═════ WORKING DATA ═════
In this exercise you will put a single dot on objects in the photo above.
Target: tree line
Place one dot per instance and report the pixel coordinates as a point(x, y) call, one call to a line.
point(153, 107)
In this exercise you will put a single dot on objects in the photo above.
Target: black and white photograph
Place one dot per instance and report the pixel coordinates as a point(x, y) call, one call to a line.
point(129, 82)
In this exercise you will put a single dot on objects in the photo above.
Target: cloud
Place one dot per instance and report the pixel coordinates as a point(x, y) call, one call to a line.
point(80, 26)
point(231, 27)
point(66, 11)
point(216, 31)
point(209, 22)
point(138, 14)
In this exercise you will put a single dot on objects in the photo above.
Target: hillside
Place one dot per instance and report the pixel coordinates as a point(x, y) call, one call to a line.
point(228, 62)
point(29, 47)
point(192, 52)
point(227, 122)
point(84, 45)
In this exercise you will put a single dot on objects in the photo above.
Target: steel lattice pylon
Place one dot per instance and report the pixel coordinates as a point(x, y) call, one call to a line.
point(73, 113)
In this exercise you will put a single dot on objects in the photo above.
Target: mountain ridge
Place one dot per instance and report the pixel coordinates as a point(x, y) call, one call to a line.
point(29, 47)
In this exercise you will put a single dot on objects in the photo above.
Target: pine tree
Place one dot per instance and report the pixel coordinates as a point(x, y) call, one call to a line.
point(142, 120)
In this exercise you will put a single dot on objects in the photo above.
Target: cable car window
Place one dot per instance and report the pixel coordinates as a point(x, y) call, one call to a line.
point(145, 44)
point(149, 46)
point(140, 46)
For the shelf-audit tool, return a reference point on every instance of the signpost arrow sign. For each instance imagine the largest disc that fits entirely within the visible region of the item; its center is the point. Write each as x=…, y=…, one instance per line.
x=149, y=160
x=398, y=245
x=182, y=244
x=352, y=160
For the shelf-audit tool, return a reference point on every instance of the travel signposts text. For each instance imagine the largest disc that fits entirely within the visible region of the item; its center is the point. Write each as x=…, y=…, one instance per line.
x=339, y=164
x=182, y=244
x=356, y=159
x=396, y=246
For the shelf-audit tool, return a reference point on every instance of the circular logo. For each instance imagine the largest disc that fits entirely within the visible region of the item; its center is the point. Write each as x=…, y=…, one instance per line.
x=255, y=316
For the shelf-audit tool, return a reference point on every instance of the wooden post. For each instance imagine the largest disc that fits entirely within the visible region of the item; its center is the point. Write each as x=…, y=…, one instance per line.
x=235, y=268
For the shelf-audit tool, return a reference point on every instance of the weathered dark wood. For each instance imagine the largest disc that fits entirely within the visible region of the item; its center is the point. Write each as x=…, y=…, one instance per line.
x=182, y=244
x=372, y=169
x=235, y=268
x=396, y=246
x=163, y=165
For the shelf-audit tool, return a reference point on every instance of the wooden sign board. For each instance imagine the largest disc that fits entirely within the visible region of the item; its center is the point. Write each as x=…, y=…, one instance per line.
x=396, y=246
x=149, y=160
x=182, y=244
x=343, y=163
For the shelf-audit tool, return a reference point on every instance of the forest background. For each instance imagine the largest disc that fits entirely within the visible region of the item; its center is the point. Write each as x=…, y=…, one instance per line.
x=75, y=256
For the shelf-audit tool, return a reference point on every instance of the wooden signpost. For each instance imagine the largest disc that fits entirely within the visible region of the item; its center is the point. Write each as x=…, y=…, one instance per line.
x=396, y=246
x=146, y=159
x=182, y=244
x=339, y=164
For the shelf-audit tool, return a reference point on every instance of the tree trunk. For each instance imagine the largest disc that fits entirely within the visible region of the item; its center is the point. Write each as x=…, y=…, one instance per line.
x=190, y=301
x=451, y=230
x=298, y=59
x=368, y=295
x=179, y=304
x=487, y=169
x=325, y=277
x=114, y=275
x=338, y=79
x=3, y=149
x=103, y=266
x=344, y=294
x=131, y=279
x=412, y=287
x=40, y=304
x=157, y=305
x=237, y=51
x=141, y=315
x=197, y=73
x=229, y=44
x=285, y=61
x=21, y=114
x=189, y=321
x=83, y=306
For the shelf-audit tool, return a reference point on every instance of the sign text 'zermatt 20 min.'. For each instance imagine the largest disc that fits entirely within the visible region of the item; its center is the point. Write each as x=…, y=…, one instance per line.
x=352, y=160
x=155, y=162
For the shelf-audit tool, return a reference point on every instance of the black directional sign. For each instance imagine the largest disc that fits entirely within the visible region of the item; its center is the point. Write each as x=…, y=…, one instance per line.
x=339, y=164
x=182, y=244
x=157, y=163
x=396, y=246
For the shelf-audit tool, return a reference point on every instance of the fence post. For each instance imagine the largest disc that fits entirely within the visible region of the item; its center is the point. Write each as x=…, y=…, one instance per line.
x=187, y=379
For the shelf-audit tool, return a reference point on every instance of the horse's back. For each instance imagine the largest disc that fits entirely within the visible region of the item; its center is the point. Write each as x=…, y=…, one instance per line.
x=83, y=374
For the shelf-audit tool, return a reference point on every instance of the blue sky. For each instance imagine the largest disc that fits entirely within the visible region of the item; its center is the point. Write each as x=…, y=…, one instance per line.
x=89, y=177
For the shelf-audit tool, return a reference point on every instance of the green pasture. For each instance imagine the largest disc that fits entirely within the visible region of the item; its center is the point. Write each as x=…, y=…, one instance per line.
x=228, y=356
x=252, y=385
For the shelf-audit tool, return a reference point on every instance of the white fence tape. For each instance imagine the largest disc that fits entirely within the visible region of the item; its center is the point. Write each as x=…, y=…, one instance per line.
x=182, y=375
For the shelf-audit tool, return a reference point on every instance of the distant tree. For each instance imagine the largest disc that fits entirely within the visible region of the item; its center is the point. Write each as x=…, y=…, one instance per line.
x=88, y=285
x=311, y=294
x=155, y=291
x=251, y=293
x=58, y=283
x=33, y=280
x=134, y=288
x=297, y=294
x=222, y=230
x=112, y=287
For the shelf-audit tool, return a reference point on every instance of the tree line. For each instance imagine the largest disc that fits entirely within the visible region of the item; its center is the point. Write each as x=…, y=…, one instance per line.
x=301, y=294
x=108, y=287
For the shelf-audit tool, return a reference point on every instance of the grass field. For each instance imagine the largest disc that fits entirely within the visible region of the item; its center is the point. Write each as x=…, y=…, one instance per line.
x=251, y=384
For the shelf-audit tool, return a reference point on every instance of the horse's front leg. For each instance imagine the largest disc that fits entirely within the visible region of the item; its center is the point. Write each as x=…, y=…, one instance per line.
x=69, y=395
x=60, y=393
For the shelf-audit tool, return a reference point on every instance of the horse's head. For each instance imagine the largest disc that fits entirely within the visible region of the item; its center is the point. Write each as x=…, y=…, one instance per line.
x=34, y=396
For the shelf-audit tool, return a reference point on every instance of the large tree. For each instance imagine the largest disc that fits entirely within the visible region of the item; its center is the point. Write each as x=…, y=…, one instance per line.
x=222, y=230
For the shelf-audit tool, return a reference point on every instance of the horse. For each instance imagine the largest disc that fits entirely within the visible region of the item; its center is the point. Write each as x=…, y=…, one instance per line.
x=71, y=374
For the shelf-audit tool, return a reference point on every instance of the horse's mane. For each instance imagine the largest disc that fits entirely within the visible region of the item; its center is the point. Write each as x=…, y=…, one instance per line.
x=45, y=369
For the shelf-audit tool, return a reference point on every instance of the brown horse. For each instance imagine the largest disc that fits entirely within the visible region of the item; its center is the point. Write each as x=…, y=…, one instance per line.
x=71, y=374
═════
PROBLEM TO WORK ON: Using the records above, gather all lines where the string "Target" is present.

RESPONSE:
Target: tree line
Target: black and white photograph
Target: cloud
Target: hillside
Target: steel lattice pylon
Target: mountain ridge
Target: pine tree
Target: cable car window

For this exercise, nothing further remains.